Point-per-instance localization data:

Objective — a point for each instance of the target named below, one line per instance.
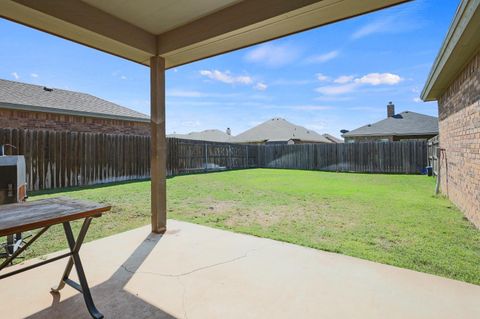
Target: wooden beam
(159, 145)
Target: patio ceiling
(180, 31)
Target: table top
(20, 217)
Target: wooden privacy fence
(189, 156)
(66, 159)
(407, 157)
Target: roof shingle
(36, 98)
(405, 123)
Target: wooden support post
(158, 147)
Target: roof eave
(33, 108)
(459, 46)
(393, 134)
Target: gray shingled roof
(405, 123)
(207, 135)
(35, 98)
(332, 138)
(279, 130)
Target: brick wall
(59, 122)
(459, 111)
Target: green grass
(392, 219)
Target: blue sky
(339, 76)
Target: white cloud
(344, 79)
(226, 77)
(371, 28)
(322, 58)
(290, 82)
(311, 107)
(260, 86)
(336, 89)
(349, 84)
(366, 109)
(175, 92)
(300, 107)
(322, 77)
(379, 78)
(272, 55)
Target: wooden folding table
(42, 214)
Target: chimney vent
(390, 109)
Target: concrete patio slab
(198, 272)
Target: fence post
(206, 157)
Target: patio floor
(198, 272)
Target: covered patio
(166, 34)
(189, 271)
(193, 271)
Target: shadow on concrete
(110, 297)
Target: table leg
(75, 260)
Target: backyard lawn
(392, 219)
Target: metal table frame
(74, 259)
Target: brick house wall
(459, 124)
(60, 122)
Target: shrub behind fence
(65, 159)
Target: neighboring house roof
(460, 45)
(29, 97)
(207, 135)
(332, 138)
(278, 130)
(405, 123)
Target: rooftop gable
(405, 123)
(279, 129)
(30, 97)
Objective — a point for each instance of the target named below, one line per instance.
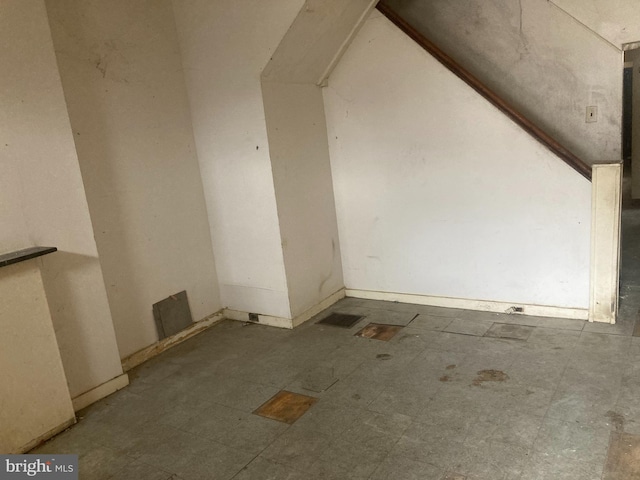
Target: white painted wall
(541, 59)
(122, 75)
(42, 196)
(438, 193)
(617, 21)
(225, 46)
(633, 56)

* * *

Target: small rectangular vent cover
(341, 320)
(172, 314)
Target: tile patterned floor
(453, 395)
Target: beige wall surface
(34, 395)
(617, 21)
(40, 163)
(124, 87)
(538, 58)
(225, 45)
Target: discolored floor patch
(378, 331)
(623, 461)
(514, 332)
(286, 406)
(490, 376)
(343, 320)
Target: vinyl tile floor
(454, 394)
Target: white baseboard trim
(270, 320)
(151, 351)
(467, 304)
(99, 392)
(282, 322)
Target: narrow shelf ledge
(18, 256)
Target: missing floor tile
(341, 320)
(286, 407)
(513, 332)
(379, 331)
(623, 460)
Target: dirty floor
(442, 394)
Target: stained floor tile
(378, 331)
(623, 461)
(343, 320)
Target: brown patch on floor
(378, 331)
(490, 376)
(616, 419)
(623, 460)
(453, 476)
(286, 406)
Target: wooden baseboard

--

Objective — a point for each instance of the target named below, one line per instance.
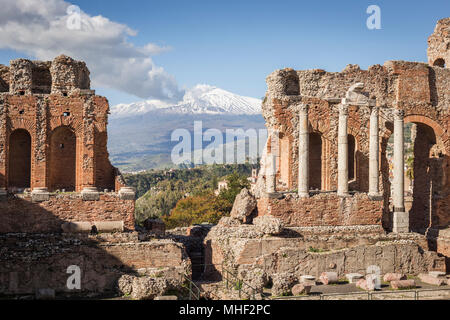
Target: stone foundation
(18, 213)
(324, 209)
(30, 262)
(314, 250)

*TASK GOAL*. From the entries above, write out only the lines starting at the line that holds "Target: dirty floor" and ending at the line that holds "Target: wooden baseboard", keeping both and matching them exactly.

*TASK OUTPUT*.
Target: dirty floor
(442, 394)
Target: stained floor tile
(378, 331)
(623, 461)
(343, 320)
Target: brown patch on floor
(378, 331)
(490, 376)
(616, 419)
(623, 460)
(453, 476)
(286, 406)
Target: wooden baseboard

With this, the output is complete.